What the task requires: Your reply should reproduce each line below exactly and carry none of the pictures.

Material provided below:

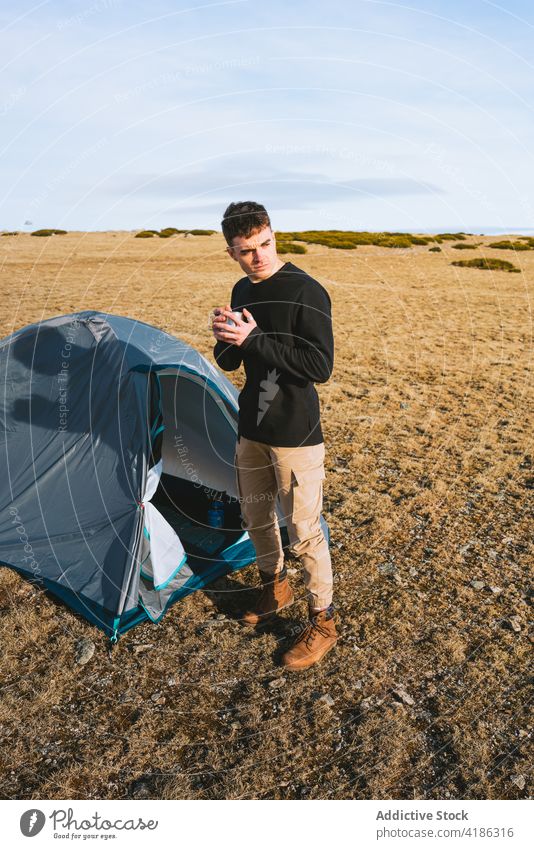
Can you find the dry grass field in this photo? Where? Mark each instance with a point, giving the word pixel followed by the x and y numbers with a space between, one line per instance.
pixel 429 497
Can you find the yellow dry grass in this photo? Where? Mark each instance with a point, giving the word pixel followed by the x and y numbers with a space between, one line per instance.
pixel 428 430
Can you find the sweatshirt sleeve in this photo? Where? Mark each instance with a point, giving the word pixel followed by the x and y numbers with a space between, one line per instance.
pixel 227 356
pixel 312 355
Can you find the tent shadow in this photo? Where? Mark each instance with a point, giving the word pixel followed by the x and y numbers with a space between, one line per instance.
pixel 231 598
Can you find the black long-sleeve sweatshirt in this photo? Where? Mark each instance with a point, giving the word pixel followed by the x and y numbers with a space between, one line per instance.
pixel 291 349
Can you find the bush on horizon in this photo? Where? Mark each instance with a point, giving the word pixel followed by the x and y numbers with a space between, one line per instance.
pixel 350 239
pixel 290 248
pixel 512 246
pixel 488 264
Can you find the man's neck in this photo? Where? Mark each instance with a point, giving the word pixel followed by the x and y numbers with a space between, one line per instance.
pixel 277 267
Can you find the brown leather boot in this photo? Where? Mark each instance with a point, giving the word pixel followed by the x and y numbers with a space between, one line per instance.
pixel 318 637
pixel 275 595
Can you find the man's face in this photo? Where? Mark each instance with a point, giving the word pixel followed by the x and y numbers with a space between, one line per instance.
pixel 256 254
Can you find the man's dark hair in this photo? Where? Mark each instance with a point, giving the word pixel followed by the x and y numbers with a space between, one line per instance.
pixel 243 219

End of Material provided.

Response area:
Can you find the dry grass field in this photo? Where? Mark each instance with a point, giving the word pixel followed by the x and y numbers with a space between, one line per instance.
pixel 429 497
Can you find the yellow dry grass in this photo? Where? Mark each instance with a point, giving the word pixel followed by the x and y numbers with a space between, one line per instance.
pixel 428 430
Can you find the sweatshirt sleeve in this photo? Where? Mark each instance with a point, giving the word pixel followed by the x and y numbers with a space between, one line per instance.
pixel 227 356
pixel 312 355
Can you find the tent shadow in this photo? Where? Mark each instance with a point, giving the word pixel followed by the x and y numbers with a space between, one line per instance.
pixel 231 598
Can you find the black long-sleeve sweatshirt in this photo? Where? Mark each instance with a point, giving the word pixel followed by the x and y numbers with a space between, one line per instance.
pixel 291 349
Can you find the bush on horizon in this photo? Where? Mark each instance with a point, giving the word pixel followed by the x and y numbers with a space between, one line per instance.
pixel 350 239
pixel 290 248
pixel 512 246
pixel 488 264
Can you find the man's neck in this photo? Where? Mark each instance with a point, giving the word pixel followed by the x and y numbers with a space between, one line per instance.
pixel 277 267
Can you find the brown leather boot in this photo? Where? Mark each instance with a point, giving the word pixel followed by the x and y numbers with a space between, one line per instance.
pixel 318 637
pixel 275 595
Can you find the man's face in this photo? Where? Mark each instance with a point, giving the word pixel followed by the x and y numbers with a space between, one line per instance.
pixel 256 254
Can you find the man's dark hair in this photo? Where? Mark each instance with a point, giving the word pixel followed by the x and y numbers with a space between, one line per instance.
pixel 243 219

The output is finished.